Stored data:
·····

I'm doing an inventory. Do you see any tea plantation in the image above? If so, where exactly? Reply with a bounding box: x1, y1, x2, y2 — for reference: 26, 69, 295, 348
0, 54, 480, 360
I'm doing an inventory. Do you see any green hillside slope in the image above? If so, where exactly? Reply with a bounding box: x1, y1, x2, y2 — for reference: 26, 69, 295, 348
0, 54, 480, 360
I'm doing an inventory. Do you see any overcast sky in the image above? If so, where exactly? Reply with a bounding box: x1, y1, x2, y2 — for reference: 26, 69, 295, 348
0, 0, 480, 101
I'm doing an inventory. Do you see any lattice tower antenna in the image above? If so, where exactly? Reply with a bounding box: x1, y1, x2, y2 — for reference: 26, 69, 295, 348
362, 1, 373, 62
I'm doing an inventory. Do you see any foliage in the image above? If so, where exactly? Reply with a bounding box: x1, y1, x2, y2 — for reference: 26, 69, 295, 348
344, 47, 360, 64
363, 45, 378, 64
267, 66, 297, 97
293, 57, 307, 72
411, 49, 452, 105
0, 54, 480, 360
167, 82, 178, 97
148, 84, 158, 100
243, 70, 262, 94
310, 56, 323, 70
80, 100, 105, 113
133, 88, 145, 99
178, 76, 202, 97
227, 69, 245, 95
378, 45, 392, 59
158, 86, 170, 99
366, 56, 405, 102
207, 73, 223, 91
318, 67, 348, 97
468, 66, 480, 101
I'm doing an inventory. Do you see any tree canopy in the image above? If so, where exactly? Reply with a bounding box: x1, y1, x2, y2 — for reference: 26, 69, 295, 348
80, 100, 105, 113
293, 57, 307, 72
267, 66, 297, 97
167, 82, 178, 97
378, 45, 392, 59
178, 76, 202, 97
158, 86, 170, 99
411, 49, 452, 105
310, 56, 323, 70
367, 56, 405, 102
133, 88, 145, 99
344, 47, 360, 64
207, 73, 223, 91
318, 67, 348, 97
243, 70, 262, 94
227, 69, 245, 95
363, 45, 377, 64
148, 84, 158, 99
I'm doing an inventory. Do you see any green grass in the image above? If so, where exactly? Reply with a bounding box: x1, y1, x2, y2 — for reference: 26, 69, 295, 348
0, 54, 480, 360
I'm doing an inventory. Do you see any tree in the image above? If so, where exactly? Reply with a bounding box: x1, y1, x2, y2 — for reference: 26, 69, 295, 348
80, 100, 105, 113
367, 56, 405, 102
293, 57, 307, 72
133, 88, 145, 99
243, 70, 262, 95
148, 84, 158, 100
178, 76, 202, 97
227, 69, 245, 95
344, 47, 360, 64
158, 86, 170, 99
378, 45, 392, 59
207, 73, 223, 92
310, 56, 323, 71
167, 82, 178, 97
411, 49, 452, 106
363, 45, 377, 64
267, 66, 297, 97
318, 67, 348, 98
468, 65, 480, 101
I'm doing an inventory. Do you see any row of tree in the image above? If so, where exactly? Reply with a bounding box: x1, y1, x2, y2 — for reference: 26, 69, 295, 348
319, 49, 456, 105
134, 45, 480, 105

·····

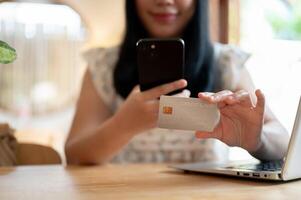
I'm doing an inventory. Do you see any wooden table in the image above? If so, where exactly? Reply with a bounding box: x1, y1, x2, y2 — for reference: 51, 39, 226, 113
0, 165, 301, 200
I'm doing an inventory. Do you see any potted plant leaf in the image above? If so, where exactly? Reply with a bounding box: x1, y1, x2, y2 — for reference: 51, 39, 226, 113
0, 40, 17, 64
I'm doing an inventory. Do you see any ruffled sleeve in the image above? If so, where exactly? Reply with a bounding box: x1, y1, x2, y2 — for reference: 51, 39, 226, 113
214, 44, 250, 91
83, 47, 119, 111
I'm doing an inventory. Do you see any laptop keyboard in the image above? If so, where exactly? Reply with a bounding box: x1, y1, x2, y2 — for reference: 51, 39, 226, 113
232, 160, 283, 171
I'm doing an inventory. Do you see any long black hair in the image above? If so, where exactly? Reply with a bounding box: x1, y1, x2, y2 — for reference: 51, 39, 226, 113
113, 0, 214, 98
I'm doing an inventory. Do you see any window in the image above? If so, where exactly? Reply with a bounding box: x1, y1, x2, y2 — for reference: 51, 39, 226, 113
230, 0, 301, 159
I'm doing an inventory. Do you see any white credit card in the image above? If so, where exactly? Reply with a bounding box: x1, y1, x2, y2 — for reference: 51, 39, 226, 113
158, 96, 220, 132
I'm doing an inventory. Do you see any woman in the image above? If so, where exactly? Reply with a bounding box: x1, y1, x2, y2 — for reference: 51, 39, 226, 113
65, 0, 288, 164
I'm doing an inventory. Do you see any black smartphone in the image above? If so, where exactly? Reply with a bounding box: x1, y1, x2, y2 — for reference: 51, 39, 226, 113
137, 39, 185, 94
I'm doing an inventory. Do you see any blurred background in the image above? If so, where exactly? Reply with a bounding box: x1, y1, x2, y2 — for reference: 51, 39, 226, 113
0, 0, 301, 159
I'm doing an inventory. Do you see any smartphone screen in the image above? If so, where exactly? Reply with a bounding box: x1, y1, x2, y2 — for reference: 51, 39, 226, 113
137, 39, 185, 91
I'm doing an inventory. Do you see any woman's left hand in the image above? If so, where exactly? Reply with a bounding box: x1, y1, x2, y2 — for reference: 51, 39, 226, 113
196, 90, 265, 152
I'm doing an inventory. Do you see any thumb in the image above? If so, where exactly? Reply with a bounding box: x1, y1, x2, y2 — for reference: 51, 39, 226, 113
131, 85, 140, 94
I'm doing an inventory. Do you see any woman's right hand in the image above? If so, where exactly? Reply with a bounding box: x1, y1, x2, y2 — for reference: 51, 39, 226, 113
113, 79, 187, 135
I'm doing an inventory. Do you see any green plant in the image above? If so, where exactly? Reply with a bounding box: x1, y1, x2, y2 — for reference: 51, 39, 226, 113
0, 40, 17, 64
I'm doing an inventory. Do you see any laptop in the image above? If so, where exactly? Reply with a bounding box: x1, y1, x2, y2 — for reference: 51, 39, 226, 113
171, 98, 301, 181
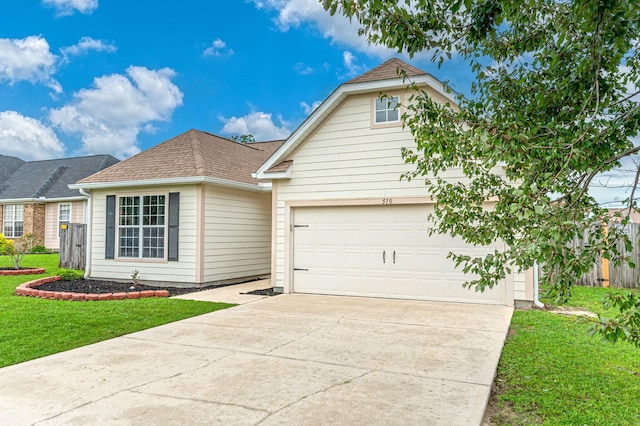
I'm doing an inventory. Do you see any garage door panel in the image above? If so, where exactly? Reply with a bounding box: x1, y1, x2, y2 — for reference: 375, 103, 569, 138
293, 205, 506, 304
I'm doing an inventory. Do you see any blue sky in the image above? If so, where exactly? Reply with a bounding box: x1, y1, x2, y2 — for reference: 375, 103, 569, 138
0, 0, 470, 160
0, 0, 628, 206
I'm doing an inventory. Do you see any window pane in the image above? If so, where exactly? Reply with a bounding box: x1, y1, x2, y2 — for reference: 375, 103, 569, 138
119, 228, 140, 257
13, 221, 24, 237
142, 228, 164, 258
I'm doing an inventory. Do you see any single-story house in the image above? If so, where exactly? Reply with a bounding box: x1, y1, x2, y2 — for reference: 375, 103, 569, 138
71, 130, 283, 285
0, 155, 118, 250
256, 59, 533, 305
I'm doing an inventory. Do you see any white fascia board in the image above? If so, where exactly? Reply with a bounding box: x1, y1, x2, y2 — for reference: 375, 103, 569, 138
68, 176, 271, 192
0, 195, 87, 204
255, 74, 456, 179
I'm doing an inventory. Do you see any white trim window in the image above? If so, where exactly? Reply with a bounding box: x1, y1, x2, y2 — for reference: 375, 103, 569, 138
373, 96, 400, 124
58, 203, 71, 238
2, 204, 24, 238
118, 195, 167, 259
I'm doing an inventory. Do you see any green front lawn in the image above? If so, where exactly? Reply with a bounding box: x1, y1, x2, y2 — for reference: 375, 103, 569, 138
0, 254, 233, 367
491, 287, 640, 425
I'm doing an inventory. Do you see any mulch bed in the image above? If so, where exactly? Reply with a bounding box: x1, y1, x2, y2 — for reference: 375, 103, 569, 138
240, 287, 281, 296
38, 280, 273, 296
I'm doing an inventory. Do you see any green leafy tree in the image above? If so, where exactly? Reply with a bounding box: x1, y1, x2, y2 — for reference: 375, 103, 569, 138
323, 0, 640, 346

·····

* Short problem
Update the data from the line with "I'm doing an inventory. Do you see any laptop in" to the line with "256, 59, 533, 305" by replacing "an inventory" with "a stock check" and leaving everything else unchanged. Omit the pictures from your answer.

* Expected answer
I'm doing a stock check. Do you see any laptop in the image above? If so, where exactly? Reply with a bounding box: x1, y1, x2, y2 — for reference: 51, 39, 226, 113
171, 98, 301, 181
I'm doing a stock check. Do you see any garage door panel in the image above? If so, where exactly? Reply with a bounding box: x1, y1, x2, y2 — for reference: 375, 103, 569, 138
293, 205, 506, 304
I'm doing a stock check. Do you see any blue sky in the image above? If so, where exactly? Reply with a bounding box: x1, y1, x2, y2 — for reference: 375, 103, 569, 138
0, 0, 470, 160
0, 0, 628, 206
I'm doing a stock check. Do you see any window pane in the image above? If so, where exactly? Reply with a bounding box: x1, y1, x2, y2 — for reference: 375, 103, 569, 138
119, 228, 140, 257
13, 221, 24, 237
142, 228, 164, 258
I'm doing a stock check. Do you see any single-story house in the image above? If so, where exactly? Reply with a bounding box: x1, y1, x2, y2 — for reference: 375, 103, 569, 138
71, 130, 283, 285
0, 155, 118, 250
256, 59, 533, 305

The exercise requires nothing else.